▸ **Given passage**:
=-=-=

Historic house in New Hampshire, United States

The Protectworth Tavern, also known as the Stickney Tavern, is a historic house on New Hampshire Route 4A in Springfield, New Hampshire. It is a nearly-intact example of a late-Georgian early-Federal vernacular house, dating to the time of the construction of the "Fourth New Hampshire Turnpike", a major early highway through this region of central New Hampshire whose route is followed here by Route 4A. The house was long used as a tavern, and one of its early owners was Daniel Noyes, a proprietor of the Turnpike. Meetings of the Turnpike's owners are known to have taken place here. A later owner, Nathaniel Stickney, was also a stagecoach driver on the route. The house was listed on the National Register of Historic Places in 1980.

=-=-=

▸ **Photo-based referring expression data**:
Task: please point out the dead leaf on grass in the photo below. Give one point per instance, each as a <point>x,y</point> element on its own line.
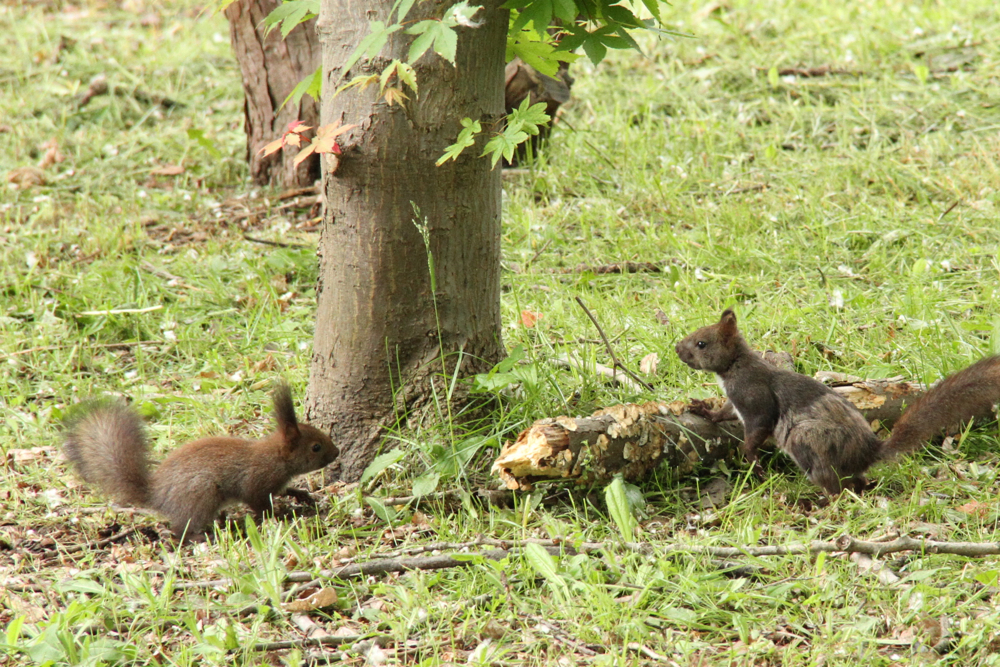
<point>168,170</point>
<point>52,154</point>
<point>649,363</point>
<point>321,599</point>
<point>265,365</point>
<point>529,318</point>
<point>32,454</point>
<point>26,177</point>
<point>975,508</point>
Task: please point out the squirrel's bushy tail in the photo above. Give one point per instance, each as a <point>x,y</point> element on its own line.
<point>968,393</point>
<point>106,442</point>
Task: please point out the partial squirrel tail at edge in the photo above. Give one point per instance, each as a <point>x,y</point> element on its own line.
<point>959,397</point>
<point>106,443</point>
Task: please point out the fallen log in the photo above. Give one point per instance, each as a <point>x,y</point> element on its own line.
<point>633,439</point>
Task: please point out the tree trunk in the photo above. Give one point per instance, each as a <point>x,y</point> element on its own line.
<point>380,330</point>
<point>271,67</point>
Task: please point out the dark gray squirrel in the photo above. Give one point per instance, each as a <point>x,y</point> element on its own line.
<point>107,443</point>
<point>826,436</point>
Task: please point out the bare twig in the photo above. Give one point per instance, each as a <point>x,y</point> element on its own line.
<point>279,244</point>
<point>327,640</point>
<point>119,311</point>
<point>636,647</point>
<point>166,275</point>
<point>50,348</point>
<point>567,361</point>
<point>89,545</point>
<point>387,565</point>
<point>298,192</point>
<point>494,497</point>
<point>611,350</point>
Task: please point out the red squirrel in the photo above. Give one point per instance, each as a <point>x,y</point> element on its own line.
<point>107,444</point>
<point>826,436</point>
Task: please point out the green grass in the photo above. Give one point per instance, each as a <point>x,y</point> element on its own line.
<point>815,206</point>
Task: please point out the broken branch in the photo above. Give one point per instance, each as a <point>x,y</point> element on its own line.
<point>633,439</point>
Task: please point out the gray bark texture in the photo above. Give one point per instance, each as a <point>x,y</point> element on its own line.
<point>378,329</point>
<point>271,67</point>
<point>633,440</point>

=-=-=

▸ **Problem set**:
**A.** According to the Protectworth Tavern passage, in what year was the house listed on the National Register of Historic Places?
**B.** Rewrite the paragraph of the Protectworth Tavern passage that begins "The Protectworth Tavern, also known as" as a short bulleted list that keeps its main facts.
**C.** Name the country, the state, and the town given in the Protectworth Tavern passage.

▸ **Task-by-task answers**:
**A.** 1980

**B.**
- Also called the Stickney Tavern; a historic house on New Hampshire Route 4A in Springfield, New Hampshire.
- A nearly intact late-Georgian, early-Federal vernacular house.
- Dates to the building of the Fourth New Hampshire Turnpike, a major early highway through central New Hampshire. Route 4A follows the turnpike's route here.
- Long used as a tavern.
- Early owner Daniel Noyes was a proprietor of the Turnpike, and the Turnpike's owners are known to have met here.
- Later owner Nathaniel Stickney was a stagecoach driver on the route.
- Listed on the National Register of Historic Places in 1980.

**C.**
- United States
- New Hampshire
- Springfield